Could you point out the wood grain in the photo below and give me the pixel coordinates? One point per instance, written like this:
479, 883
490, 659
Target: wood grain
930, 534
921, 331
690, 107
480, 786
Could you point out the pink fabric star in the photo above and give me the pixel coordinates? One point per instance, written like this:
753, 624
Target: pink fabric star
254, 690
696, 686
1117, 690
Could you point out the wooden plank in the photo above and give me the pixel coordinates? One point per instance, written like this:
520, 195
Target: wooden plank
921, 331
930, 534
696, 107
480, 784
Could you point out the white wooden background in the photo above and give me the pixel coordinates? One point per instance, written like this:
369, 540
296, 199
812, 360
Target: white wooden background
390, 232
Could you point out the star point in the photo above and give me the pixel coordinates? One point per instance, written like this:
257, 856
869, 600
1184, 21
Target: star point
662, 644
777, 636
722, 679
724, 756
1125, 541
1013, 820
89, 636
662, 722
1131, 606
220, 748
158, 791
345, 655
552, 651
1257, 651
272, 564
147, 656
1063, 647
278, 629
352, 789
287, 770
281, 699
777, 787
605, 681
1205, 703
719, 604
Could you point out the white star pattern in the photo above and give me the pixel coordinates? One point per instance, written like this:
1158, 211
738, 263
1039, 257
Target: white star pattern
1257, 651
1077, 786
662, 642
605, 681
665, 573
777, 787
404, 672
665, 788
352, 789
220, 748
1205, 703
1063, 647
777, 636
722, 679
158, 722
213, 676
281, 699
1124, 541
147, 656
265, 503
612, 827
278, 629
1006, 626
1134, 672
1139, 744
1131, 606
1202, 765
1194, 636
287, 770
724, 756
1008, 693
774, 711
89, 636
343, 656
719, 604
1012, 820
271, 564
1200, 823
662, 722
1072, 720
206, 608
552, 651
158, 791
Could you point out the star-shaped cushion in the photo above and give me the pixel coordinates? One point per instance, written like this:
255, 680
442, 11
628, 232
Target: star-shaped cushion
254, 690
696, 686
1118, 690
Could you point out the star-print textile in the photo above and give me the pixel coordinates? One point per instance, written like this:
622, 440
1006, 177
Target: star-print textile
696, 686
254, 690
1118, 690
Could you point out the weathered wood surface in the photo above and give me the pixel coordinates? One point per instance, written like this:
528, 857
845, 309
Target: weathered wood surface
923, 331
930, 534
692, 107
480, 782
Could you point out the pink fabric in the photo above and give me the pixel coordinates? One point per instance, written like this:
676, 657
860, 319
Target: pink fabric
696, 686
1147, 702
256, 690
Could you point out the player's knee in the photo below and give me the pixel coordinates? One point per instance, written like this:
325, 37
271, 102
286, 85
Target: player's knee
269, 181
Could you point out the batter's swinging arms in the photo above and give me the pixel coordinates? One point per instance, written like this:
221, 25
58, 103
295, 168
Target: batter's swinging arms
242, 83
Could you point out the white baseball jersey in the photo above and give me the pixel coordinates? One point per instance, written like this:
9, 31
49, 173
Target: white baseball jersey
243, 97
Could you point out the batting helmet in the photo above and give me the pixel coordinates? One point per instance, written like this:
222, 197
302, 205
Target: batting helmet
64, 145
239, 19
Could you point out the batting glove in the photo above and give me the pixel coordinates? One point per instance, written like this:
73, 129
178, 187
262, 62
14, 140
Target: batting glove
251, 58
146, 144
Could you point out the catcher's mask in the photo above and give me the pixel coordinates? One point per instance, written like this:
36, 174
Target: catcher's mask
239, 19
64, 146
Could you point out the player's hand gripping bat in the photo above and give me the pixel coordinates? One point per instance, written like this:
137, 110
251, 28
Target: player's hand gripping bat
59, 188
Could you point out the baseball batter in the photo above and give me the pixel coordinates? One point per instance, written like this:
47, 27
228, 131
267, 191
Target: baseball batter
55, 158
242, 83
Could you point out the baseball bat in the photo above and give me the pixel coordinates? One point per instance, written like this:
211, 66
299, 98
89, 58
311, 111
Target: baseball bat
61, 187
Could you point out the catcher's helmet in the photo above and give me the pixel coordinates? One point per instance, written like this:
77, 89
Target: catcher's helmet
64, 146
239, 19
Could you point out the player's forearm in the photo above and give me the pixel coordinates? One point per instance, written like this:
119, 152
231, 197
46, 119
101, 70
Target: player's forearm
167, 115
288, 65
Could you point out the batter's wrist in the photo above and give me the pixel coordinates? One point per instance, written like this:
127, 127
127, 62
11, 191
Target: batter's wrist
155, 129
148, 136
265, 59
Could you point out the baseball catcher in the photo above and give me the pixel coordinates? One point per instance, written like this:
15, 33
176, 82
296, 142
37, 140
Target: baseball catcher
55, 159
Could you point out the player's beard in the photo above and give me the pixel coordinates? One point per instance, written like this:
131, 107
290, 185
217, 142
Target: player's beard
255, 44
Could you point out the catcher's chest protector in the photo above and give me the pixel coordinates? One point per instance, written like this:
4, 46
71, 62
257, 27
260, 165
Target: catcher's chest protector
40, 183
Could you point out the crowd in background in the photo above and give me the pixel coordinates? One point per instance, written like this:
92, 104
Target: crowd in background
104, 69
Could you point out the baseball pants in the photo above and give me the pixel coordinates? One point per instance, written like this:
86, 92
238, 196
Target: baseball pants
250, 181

________________________________________

WRITTEN PROBLEM:
Give the data again, exactly as it stands.

WRITTEN ANSWER:
Could you point out the wood grain in the photo below and give me the pixel coordinates? One point per instance, written like this:
479, 883
490, 659
Target: wood grain
930, 534
921, 331
690, 107
480, 786
Could you point out the pink fabric star in the photo above and give me the pixel coordinates? One point per instance, written like this:
753, 624
Target: pink fabric star
254, 690
696, 686
1117, 690
Could you point out the wooden plank in the photo above and give me the pixel coordinates? One point per instance, written like this:
520, 195
Target: wooden plank
921, 331
930, 534
696, 107
480, 784
Could you point out the white wooden background in the photo above and give me the pixel coordinates? One point per instance, written like this:
369, 540
296, 199
812, 360
Target: white wooden background
390, 232
Could you point out the star point in the photo above and give me the pixel coordinates? One point per instance, written like this:
257, 856
869, 600
1184, 21
Target: star point
662, 644
777, 636
722, 679
724, 756
1125, 541
1013, 820
89, 636
662, 722
1131, 606
220, 748
158, 791
345, 655
552, 651
1257, 651
272, 564
147, 656
1063, 647
278, 629
352, 789
287, 770
281, 699
777, 787
605, 681
1205, 703
719, 604
Could you point out the white star pattern in the photo above and give me the pixel coordinates? One point per instance, written like this:
1158, 211
738, 263
1039, 257
Target: white star pattern
1257, 651
1077, 786
662, 642
605, 681
665, 573
777, 787
404, 672
665, 788
352, 789
220, 748
1205, 703
1063, 647
777, 636
722, 679
158, 722
213, 676
281, 699
1124, 541
147, 656
265, 503
612, 827
278, 629
1006, 626
1134, 672
1139, 744
1131, 606
1202, 765
1194, 636
287, 770
724, 756
1008, 693
774, 711
89, 636
343, 656
719, 604
1012, 820
271, 564
1200, 823
662, 722
1072, 720
206, 608
552, 651
158, 791
Could you point out the star-shaped cushion in the photo above and give me the pixel coordinates? One point per instance, written like this:
255, 680
442, 11
628, 232
Target: star-shaped cushion
254, 690
696, 686
1118, 690
Could you point out the star-print textile in the photo above and give me the pixel coordinates? One point per instance, written like this:
622, 440
1006, 177
Target: star-print textile
696, 686
254, 690
1118, 690
Could you point out the weathered wood surface in the photo above and give me the pixel coordinates? One point per instance, written like this:
528, 857
845, 309
Target: weathered wood surface
923, 331
930, 534
692, 107
480, 782
Could you point out the pink fabric in the photo above and give me the pixel coordinates? One point per instance, written like this:
676, 657
860, 319
Target: pink fabric
696, 686
1147, 702
256, 690
Could you point out the player's knee in the photo below and give me the pixel coordinates? One point per instance, written like this:
325, 37
271, 102
286, 85
Target: player's knee
269, 181
Could you point out the batter's swinging arms in the photo above and give me the pixel coordinates? One point per instance, written like this:
221, 25
58, 103
295, 168
Target: batter's swinging arms
242, 83
Could you point out the white baseball jersey in the photo above and give me the pixel coordinates? One point per instance, written like this:
9, 31
49, 173
Target: white baseball jersey
243, 97
Could you point out the batting helmet in the photo above and give me the pixel coordinates? One point per instance, written like this:
222, 197
302, 205
Target: batting helmet
64, 145
239, 19
Could you point out the batting glove in the photo above and give me the pixel coordinates? One point per instance, written like this:
73, 129
178, 187
262, 62
14, 140
Target: batting glove
251, 58
146, 144
Could you point out the catcher's mask in the photo above and give me the pixel coordinates? One point per instance, written like this:
36, 174
Target: catcher's mask
239, 19
64, 146
Could you point out the player's hand gripping bat in the photo above and give me the pixel coordinates? One point per instance, written like this:
137, 110
251, 28
Target: player's hand gripping bat
59, 188
Could you point out the baseball batter in the photo above and give me the pixel coordinates? One point per instance, written like this:
47, 27
228, 131
267, 191
Target: baseball batter
55, 158
242, 83
Could you point out the baseball bat in the photo above and give me the pixel coordinates? One point per instance, written like this:
211, 66
299, 98
89, 58
311, 111
Target: baseball bat
61, 187
Could you point out the catcher's helmet in the photo above and give me the pixel coordinates? One point per instance, written like this:
77, 89
Target: catcher's helmet
64, 146
239, 19
Could you point out the player's forearm in the photo above and give me the pixel coordinates? One point per instance, written like this:
119, 152
231, 197
46, 119
101, 70
Target: player's forearm
167, 115
288, 65
Could you point out the batter's wrist in the photo above and give me the pixel coordinates? One point per instance, written like this:
127, 127
127, 62
11, 191
Target: batter's wrist
155, 129
148, 136
265, 59
Could you point out the baseball catcher in the photo above and give me the pixel coordinates? One point per instance, written like this:
15, 33
176, 82
296, 142
37, 140
Target: baseball catcher
55, 159
Could you point out the player's beard in the photo above and give me the pixel coordinates? One point per instance, written like this:
131, 107
290, 185
217, 142
Target: player's beard
255, 44
Could you point out the catcher's chest protector in the photo above and give me the pixel coordinates? One point per instance, written like this:
4, 46
71, 62
257, 27
260, 165
Target: catcher's chest protector
40, 183
Could you point out the crowd in background in the photo above and give me the pixel coordinates? One point per instance, written like this:
92, 104
Target: crowd in background
104, 69
Could you point out the baseball pants in the photo above and give me the pixel coordinates? One point per instance, written like this:
86, 92
238, 196
Target: baseball pants
250, 181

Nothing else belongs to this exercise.